### Ausgangstext
■ ■ ■

Am 25. Mai 2018 tritt die Europäische Datenschutzgrundverordnung in Kraft. Aber weit mehr als die Hälfte der europäischen Unternehmen ist bislang offenbar nicht ausreichend vorbereitet. "Die Uhr tickt", warnt die auf Onlinegeschäftsmodelle spezialisierte Herold -Unternehmensberatung (HUB) in Lübeck.

Laut einer Umfrage des Marktforschers IDC unter 700 kleineren und mittelgroßen Unternehmen aus sieben europäischen Ländern sieht erst ein Fünftel die hauseigenen Datenschutzsysteme und -bestimmungen im Einklang mit der neuen Verordnung, die in Deutschland sperrig EU-DSGVO, international GDPR (General Data Protection Regulation) abgekürzt wird. 59 Prozent haben demnach mit den Vorbereitungen begonnen, das Gros ist sich allerdings nicht im Klaren darüber, welche Auswirkungen die Richtlinie auf ihre Organisation haben wird und welche konkreten Maßnahmen innerhalb der nächsten drei Monate umgesetzt sein müssen. 21 Prozent der befragten Firmen gaben an, sie seien nicht vorbereitet oder hätten noch nie davon gehört.

■ ■ ■

### Vorliegende Angaben
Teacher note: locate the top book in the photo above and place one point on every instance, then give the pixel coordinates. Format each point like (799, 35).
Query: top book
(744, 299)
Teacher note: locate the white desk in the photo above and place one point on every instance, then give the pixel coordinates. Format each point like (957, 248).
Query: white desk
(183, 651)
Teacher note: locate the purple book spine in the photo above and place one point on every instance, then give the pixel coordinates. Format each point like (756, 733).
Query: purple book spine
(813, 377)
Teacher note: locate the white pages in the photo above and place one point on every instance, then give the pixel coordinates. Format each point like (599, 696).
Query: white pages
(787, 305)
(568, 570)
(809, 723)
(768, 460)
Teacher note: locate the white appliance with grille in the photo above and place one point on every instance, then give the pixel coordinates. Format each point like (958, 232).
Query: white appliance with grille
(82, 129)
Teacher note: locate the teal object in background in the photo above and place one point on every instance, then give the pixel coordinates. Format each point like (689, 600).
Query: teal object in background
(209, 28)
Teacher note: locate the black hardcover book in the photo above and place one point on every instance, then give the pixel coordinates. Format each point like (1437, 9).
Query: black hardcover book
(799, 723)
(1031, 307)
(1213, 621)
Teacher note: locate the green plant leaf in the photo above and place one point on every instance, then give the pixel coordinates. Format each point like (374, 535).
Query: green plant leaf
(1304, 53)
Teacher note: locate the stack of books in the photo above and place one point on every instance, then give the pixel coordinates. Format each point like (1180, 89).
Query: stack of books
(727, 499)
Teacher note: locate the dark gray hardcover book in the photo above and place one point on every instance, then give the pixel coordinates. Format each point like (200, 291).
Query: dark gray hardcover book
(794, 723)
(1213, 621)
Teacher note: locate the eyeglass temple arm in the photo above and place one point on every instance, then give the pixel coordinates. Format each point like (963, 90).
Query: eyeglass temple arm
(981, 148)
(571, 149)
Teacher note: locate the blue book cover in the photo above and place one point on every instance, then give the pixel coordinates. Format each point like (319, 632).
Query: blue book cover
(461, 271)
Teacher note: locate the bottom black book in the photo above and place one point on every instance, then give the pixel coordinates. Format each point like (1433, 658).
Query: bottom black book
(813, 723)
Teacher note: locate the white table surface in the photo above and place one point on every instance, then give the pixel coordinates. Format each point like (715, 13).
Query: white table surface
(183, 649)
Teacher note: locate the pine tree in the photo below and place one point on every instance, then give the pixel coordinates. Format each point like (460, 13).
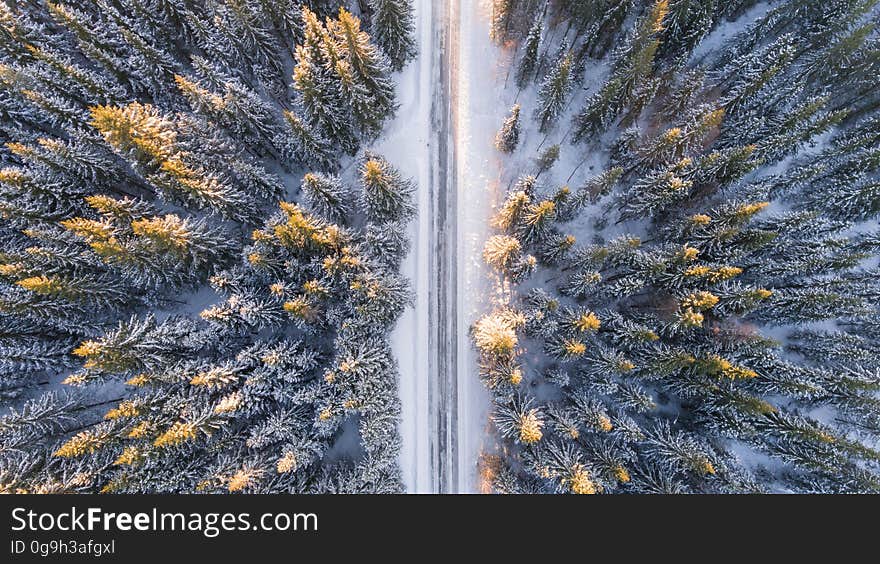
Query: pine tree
(393, 26)
(529, 61)
(508, 136)
(555, 90)
(386, 195)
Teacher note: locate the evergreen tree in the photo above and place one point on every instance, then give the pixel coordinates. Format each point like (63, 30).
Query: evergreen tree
(555, 90)
(393, 27)
(507, 137)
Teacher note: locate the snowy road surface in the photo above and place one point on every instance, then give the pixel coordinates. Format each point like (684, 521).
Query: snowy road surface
(442, 137)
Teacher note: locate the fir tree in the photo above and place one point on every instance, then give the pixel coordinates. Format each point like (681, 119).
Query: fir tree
(393, 27)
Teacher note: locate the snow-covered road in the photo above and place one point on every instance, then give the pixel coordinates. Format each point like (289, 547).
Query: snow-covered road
(442, 137)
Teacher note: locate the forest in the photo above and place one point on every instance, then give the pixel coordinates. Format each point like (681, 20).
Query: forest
(200, 257)
(215, 220)
(699, 313)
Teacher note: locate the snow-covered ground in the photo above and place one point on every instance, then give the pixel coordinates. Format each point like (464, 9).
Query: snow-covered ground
(478, 114)
(406, 144)
(444, 407)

■ ■ ■

### Arbeitsaufträge
- 1) Wie viele Unternehmen hat der Marktforscher IDC laut dem Text zur Datenschutzgrundverordnung befragt, und aus wie vielen Ländern stammen sie?
- 2) Setzen Sie den Text über die Datenschutzgrundverordnung im Anschluss an seinen letzten Satz fort.

### Lösungen
- 1) 700 kleinere und mittelgroße Unternehmen aus sieben europäischen Ländern.

- 2)
Teure Angelegenheit



Für börsennotierte Gesellschaften kann das Ignorieren der neuen Bestimmungen durchaus kursrelevant werden, wie Beispiele aus dem Ausland zeigen. Das prominenteste: Nach dem mutmaßlich illegalen Zugriff auf 32 Millionen Kundenkonten reduzierte sich der Börsenwert von Yahoo über Nacht um 350 Millionen US-Dollar. Die ehemalige Yahoo-Chefin Marissa Mayer verzichtete sowohl auf die jährliche Prämie als auch auf den vereinbarten Aktienbonus in Höhe von insgesamt 14 Millionen US-Dollar.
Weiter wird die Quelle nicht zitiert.